● **Exercise requirements**:
Every line of the records that contains the string "screen" counts once; give the total and nothing else.

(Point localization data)

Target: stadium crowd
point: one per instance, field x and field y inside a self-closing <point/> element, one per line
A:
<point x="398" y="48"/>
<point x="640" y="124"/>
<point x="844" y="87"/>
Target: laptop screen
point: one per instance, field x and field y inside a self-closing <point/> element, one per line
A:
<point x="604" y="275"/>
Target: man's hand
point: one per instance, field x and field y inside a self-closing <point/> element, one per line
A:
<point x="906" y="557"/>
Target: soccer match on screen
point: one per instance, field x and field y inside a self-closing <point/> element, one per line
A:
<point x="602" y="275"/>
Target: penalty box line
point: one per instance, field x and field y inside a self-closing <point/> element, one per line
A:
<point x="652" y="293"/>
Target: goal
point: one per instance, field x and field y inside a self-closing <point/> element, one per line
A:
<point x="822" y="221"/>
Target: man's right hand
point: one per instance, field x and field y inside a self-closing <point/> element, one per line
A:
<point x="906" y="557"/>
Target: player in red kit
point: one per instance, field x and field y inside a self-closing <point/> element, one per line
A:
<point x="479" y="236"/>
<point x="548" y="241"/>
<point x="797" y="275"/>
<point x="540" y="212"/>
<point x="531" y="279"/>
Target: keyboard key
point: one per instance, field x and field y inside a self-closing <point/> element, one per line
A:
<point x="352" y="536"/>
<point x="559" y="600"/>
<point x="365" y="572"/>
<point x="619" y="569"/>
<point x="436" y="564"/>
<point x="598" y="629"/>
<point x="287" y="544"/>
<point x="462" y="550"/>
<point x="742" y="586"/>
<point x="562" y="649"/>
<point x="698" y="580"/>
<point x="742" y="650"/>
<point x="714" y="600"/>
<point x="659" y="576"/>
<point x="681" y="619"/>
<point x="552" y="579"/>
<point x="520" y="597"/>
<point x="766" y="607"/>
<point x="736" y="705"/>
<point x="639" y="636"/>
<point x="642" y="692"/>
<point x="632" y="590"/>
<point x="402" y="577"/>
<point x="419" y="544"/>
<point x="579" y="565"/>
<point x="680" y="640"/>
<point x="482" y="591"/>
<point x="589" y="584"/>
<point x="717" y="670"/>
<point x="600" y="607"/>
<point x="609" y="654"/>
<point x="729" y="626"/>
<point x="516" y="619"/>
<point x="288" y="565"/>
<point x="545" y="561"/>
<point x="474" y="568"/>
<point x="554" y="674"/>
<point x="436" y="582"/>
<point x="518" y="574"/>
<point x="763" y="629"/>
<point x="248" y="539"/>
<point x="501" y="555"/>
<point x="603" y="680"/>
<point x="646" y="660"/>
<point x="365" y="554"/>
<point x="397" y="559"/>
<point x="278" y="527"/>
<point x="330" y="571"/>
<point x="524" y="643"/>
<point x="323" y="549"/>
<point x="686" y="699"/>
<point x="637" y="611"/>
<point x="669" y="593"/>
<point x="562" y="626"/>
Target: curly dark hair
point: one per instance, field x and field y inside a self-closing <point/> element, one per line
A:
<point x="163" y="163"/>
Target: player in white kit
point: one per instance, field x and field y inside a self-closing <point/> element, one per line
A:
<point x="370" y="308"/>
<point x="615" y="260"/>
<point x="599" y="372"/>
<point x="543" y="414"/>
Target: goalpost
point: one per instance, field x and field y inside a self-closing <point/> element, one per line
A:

● **Exercise output**:
2